**REQUIRED ACTIONS:**
1. Answer these questions using the ballast water text:
(a) How much money will be made available for successful proposals?
(b) On what date was the Request for Proposals issued in the Federal Register?
(c) Who crews the vessels of the Ready Reserve Force?
2. Copy the portion of the ballast water text that starts at "Every day, large" and ends at "of such invasion.".

**TEXT SEGMENT:**
<<<<

The U.S. Maritime Administration (MARAD), the National Oceanographic and Atmospheric Administration (NOAA), and the U.S. Fish and Wildlife Service are jointly requesting proposals for ballast water technology demonstration projects. Nearly $2.1 million, and/or the use of MARAD’s Ready Reserve Force ships as test platforms, will be made available for successful proposals. Interested parties may apply for funding, for use of a vessel, or both.
Every day, large quantities of ballast water from areas all around the world are discharged from ships into the waters of the United States. In this ballast water are plants, animals, bacteria and pathogens that are not native to our nation’s ecosystems. Some of these organisms are microscopic; others may be large plants or free-swimming fish. Many have the potential to become aquatic nuisance species
(ANS), which displace native species, degrade native habitats, spread disease, and disrupt human, social and economic activities that depend on our aquatic resources. Any ship carrying ballast water is a potential source of such invasion.
The Federal Ballast Water Demonstration Project is a multi-agency effort that began with the Request for Proposals (RFP) issued in the Federal Register on June 6, 2002 [Federal Register: June 6, 2002 (Volume 67, Number 109)] [Page 38394 – 38939]. The RFP requests proposals for demonstration projects that may be funded under the NOAA Sea Grant Program and through the U.S. Fish and Wildlife Service, with MARAD Ready Reserve Force vessels available as test platforms. The Ready Reserve Force (RRF) is a fleet of cargo vessels maintained by MARAD and crewed by civilian mariners. The RRF is used for sealift in military action and in emergencies.

>>>>

**GIVEN INFORMATION:**

<<<<

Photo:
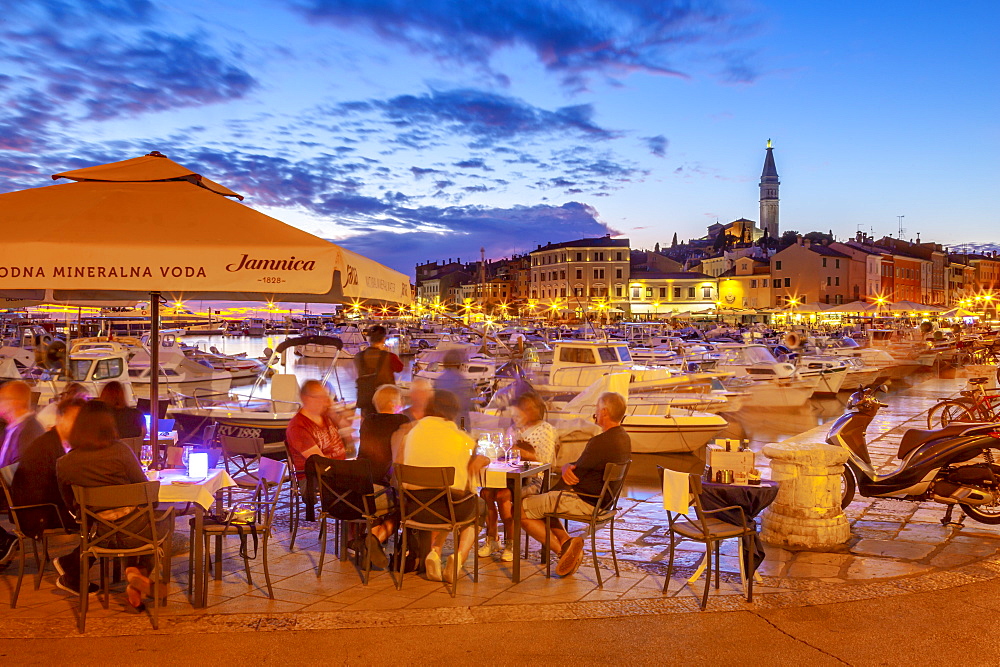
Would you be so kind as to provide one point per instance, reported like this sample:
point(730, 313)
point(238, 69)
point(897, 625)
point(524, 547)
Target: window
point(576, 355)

>>>>
<<<<

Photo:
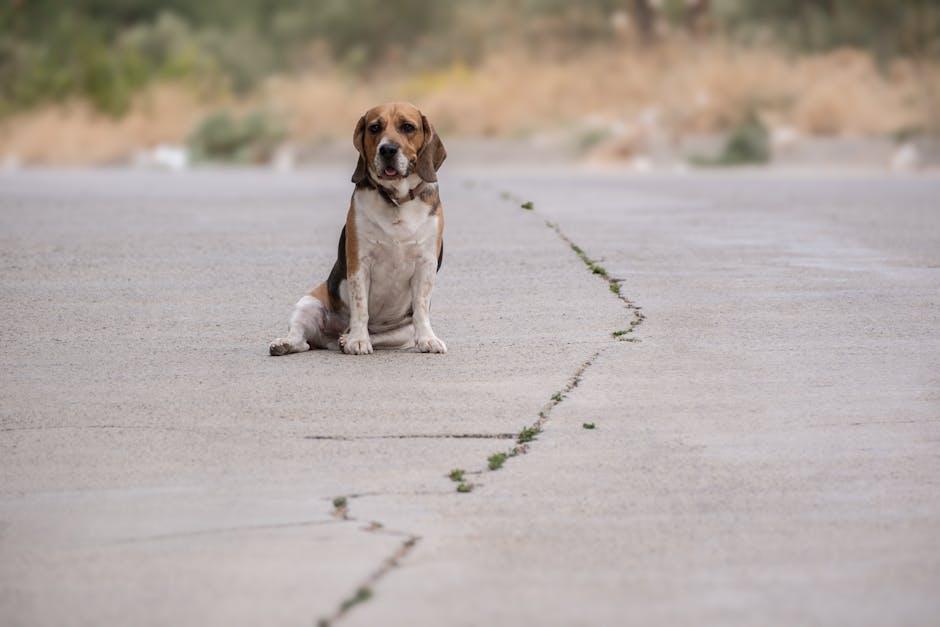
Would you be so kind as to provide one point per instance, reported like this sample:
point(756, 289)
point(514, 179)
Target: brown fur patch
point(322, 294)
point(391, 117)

>>>>

**TASK ANSWERS:**
1.
(a) Nearly $2.1 million
(b) June 6, 2002
(c) Civilian mariners

2.
Every day, large quantities of ballast water from areas all around the world are discharged from ships into the waters of the United States. In this ballast water are plants, animals, bacteria and pathogens that are not native to our nation’s ecosystems. Some of these organisms are microscopic; others may be large plants or free-swimming fish. Many have the potential to become aquatic nuisance species
(ANS), which displace native species, degrade native habitats, spread disease, and disrupt human, social and economic activities that depend on our aquatic resources. Any ship carrying ballast water is a potential source of such invasion.